## WHAT YOU SHOULD DO
Please print all of the material below, word for word.

## DATASET ENTRIES
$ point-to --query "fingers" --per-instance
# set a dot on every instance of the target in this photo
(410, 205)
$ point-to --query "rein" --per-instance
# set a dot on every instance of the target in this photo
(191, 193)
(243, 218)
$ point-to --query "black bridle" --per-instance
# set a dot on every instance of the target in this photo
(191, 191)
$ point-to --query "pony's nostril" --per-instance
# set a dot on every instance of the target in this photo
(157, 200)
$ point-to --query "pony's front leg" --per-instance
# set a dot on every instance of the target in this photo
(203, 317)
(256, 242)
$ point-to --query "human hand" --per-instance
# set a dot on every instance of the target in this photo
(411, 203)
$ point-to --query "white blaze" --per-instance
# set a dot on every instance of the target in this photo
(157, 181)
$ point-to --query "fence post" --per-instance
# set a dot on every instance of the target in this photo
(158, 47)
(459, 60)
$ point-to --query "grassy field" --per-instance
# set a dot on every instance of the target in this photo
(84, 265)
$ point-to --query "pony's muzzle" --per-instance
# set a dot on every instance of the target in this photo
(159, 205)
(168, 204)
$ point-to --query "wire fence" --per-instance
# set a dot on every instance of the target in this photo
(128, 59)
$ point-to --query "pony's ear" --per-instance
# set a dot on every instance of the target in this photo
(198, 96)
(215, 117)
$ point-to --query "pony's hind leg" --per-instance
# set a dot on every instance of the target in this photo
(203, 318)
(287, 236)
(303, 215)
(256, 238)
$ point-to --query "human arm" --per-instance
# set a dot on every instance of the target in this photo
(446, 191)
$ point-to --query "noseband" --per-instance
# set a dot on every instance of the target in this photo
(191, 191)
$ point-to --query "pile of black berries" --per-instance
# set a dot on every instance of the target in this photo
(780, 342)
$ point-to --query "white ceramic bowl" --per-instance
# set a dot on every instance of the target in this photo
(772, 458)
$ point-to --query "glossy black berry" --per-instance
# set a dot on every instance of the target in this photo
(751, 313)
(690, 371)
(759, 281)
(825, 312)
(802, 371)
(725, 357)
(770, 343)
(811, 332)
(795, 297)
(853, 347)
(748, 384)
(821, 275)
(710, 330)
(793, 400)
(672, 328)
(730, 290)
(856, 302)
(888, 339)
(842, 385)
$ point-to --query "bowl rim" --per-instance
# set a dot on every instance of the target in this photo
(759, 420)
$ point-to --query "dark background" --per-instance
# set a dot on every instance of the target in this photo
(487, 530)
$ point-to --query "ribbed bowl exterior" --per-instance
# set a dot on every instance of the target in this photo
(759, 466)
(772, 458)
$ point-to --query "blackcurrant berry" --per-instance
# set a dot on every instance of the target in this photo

## FULL ANSWER
$ point-to --query "fingers" --per-instance
# set a dot on every instance of the target in this photo
(410, 205)
$ point-to --query "rein" --per-instance
# set a dot on every instance of the target in this photo
(191, 193)
(243, 218)
$ point-to --query "black bridle" --per-instance
# set a dot on every instance of the target in this photo
(191, 191)
$ point-to --query "pony's nostril" --per-instance
# set a dot on every instance of the target in this photo
(157, 200)
$ point-to --query "pony's front leg" --per-instance
# set a dot on every instance of the target in this photo
(203, 317)
(256, 242)
$ point-to --query "human hand" --per-instance
# set a dot on every instance of the target in this photo
(411, 203)
$ point-to --query "white blaze" --per-instance
# set a dot on every instance of the target in this photo
(157, 181)
$ point-to --query "fence post" --per-instance
# set a dot on every instance of the target in this photo
(158, 47)
(459, 60)
$ point-to --query "grassy field" --per-instance
# set a dot on every instance of the target in this photo
(84, 265)
$ point-to --query "pony's muzzle" --per-instance
# set a dot on every instance of the target in this photo
(159, 205)
(168, 204)
$ point-to --query "wire fence" --per-instance
# set a dot on every instance of the target in this photo
(128, 59)
$ point-to --query "pony's ear" --per-instance
# set a dot on every instance of the target in this photo
(198, 96)
(215, 117)
$ point-to --query "pony's hind leg" --per-instance
# set a dot on every instance of the target in this photo
(203, 318)
(287, 236)
(303, 215)
(256, 238)
$ point-to --query "human arm" --per-instance
# set a dot on every instance of the target in this photo
(446, 191)
$ point-to --query "noseband" --per-instance
# set a dot on every instance of the target in this photo
(191, 191)
$ point-to --query "pile of black berries" --per-instance
# set a dot on every instance of the target in this photo
(780, 342)
$ point-to --query "white ceramic bowl" --per-instance
# set a dot on every instance of the target in this photo
(772, 458)
$ point-to --query "glossy black berry" --per-instance
# set a dot on every instance of the target in this photo
(751, 313)
(690, 371)
(759, 281)
(825, 312)
(802, 371)
(725, 357)
(770, 343)
(811, 332)
(795, 297)
(853, 347)
(748, 384)
(821, 275)
(710, 330)
(793, 400)
(672, 328)
(730, 290)
(856, 302)
(888, 339)
(842, 385)
$ point-to --query "bowl rim" --per-instance
# set a dot on every instance of the target in this photo
(759, 420)
$ point-to --query "dark background" --per-instance
# set a dot on every instance of the target in this photo
(487, 530)
$ point-to --query "ribbed bowl exterior" --per-instance
# set a dot on every instance of the target in this photo
(759, 466)
(772, 458)
$ point-to --query "blackcurrant berry" --per-instance
# set a dot on every instance of the target in this photo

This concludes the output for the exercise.